• **What to do**
Gather every line in the entries below that contains the word "back", treating uppercase and lowercase letters as different.

• **Listed records**
<<<<
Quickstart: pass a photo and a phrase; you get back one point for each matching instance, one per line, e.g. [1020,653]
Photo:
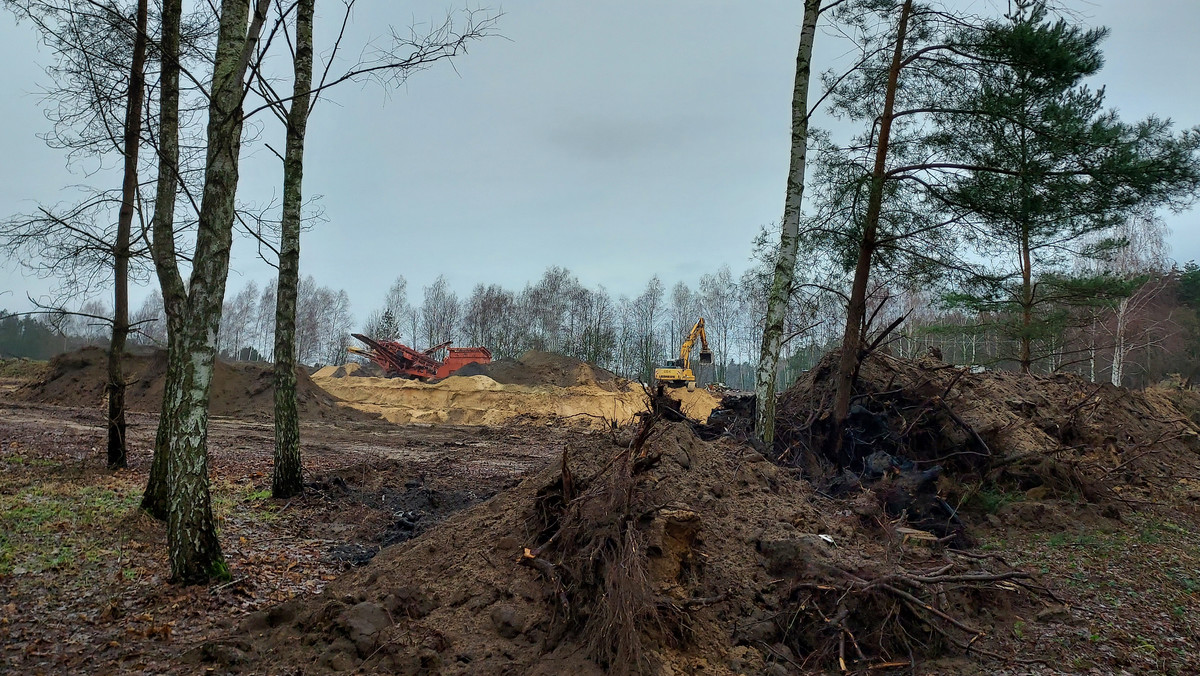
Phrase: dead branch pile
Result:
>>>>
<<<<
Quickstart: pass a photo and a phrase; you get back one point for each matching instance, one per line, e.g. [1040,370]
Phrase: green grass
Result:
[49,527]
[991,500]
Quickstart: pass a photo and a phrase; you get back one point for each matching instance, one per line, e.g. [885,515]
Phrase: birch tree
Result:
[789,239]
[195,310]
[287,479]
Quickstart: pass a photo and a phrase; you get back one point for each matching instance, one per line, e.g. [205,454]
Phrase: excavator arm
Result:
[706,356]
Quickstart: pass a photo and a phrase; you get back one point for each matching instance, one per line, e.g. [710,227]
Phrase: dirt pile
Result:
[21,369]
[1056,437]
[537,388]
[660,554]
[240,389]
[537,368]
>>>>
• **Task solution**
Quickstart: pass a photo and a phrase; you get back one point for each matching instance, one per line, e.g. [1020,653]
Quickstart: pass a photo and a phrase; you get back one point for each matching instance, one per line, e.g. [1040,370]
Quickstart: pass a photo and a phrase; you get back one point for each matching instance, one per line, e.g. [885,515]
Quickstart: pass a photo and a phrase; you get back one point for each matching instance, one per line, e.g. [205,454]
Quickstart: pass a photo and a phrase; you get back one point for each matching instance, one per line, e.g. [710,227]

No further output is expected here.